--- Source records ---

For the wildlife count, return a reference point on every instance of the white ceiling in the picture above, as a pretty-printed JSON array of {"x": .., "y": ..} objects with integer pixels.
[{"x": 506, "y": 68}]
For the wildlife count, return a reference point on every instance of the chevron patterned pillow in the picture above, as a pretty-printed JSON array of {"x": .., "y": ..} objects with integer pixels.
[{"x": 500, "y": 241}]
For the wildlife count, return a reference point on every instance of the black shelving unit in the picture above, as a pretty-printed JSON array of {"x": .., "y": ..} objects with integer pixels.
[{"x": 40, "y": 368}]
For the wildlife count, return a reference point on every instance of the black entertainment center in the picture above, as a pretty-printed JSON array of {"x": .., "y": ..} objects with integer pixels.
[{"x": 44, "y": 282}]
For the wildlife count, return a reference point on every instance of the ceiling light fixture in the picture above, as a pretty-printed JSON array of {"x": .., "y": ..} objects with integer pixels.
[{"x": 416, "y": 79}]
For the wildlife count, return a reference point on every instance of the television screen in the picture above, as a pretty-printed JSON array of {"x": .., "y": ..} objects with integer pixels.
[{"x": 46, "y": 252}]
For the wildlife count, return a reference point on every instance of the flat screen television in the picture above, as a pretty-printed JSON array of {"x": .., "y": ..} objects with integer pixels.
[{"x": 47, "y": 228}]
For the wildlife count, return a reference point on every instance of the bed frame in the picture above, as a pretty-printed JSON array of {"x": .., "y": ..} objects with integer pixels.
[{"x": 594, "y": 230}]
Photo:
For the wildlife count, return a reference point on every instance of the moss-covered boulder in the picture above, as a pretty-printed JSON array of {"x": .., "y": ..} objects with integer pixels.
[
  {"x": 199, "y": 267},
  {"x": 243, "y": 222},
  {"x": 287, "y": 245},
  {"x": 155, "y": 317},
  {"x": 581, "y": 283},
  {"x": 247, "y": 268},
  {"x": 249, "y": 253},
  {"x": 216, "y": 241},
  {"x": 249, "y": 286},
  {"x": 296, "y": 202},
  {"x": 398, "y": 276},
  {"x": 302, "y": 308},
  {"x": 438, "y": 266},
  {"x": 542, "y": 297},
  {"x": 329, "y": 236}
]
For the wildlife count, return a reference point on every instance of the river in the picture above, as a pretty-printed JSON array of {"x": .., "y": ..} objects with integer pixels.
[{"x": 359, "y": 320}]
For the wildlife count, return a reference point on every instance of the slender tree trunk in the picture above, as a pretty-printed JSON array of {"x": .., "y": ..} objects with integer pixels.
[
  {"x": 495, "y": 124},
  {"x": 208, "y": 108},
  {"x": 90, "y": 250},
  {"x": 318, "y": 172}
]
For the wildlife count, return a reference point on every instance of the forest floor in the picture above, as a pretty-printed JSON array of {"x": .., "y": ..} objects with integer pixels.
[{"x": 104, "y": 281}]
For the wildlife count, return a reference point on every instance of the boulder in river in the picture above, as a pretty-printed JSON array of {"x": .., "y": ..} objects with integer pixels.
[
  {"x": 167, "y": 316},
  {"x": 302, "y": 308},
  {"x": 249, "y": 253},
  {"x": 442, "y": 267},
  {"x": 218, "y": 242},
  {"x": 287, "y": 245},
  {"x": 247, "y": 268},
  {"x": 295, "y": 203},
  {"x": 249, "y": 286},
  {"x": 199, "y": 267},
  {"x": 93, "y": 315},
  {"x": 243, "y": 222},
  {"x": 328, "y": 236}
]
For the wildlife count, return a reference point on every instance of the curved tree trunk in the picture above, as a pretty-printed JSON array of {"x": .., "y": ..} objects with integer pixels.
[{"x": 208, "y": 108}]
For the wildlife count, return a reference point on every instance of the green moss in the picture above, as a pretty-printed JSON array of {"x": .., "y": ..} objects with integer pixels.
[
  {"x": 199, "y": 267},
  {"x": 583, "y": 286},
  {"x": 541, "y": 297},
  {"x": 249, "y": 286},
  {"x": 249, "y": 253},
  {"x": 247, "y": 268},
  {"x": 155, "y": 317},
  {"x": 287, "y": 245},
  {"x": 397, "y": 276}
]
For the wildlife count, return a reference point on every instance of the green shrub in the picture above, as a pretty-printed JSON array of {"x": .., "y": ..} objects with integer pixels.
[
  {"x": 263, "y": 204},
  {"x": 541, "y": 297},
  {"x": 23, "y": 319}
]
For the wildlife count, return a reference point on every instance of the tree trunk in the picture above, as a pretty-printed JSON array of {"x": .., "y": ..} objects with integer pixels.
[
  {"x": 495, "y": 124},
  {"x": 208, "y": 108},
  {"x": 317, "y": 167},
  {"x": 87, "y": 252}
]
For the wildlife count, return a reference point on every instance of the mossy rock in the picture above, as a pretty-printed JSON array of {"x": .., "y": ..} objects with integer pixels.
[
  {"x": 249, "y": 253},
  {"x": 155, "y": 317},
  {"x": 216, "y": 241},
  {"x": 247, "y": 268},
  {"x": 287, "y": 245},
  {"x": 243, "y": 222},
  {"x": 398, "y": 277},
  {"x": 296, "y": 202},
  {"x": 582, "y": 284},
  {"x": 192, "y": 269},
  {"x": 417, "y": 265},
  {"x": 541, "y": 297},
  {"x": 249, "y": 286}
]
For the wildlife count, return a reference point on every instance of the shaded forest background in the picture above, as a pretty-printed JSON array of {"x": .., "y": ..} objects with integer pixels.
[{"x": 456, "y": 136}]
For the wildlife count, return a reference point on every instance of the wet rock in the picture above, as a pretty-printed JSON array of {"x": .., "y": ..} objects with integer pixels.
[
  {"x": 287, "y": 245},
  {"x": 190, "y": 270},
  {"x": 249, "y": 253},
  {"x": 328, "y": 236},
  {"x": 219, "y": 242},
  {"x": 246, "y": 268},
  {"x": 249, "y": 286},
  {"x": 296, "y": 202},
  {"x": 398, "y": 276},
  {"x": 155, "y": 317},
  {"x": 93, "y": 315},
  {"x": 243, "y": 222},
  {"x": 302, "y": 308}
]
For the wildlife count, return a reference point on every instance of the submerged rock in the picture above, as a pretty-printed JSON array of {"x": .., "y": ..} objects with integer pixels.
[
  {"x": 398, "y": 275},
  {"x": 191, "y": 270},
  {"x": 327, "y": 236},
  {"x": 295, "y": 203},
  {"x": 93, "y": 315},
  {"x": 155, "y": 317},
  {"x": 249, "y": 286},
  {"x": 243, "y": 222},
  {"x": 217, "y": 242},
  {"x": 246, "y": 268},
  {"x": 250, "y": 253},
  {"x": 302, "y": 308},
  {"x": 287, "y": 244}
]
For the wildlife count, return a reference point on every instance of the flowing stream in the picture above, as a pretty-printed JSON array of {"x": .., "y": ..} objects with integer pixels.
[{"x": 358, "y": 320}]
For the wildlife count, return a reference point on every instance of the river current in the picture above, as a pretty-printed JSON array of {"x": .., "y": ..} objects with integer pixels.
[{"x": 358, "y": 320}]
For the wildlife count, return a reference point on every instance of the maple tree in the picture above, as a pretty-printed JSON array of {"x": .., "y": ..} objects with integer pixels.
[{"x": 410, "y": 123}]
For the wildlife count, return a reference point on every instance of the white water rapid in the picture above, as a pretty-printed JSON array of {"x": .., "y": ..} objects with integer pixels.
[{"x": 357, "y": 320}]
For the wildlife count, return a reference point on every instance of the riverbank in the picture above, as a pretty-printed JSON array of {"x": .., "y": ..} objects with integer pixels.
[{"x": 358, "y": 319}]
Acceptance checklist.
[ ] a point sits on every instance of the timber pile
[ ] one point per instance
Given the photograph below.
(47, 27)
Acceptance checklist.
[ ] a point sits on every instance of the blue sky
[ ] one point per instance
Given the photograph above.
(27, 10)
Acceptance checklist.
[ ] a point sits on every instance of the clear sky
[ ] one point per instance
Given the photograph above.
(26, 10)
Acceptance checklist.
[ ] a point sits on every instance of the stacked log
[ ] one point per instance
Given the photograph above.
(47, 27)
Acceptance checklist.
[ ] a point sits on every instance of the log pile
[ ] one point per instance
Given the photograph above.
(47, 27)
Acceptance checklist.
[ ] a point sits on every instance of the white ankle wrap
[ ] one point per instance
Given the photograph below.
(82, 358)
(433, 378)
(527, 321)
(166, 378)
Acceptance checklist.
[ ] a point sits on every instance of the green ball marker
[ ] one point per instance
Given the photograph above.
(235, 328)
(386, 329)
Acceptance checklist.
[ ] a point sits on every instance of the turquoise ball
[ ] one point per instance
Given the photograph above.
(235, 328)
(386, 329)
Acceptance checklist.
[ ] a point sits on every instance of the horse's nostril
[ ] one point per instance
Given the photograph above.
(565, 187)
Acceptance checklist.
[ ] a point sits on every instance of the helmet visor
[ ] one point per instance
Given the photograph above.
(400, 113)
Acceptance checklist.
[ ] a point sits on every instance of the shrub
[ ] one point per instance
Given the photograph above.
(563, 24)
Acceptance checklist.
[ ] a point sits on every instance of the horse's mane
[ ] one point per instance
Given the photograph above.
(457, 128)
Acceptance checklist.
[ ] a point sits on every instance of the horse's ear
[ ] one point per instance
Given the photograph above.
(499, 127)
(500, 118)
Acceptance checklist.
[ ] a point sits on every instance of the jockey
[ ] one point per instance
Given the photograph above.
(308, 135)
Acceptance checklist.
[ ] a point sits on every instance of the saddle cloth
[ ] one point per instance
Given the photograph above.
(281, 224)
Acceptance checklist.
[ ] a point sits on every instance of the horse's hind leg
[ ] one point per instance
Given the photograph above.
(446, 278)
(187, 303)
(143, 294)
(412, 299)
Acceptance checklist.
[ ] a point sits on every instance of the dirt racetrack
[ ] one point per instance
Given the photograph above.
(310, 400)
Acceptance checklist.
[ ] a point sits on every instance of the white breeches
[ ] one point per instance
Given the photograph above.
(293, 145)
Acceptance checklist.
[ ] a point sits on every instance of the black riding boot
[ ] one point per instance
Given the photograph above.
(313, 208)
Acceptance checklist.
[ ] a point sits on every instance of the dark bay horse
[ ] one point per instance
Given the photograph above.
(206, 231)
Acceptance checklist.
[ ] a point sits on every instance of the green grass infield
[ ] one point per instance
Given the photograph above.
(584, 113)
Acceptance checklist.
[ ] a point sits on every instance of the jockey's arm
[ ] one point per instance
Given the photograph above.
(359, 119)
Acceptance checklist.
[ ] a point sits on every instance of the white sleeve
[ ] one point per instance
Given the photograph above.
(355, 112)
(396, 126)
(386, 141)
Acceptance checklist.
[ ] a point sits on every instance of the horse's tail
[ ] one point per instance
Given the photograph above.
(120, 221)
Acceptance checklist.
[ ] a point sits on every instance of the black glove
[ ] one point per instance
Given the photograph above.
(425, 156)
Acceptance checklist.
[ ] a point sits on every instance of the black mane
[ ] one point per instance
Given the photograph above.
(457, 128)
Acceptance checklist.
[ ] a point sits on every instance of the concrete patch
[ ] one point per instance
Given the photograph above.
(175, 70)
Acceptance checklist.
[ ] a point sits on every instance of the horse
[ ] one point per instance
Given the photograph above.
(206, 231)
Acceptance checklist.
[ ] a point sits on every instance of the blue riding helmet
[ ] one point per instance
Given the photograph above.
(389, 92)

---

_Task objective_. If the word "pile" is on a line above, return that line.

_Response_.
[ ] a point sits on every instance of the timber pile
[ ] a point sits on every instance of the log pile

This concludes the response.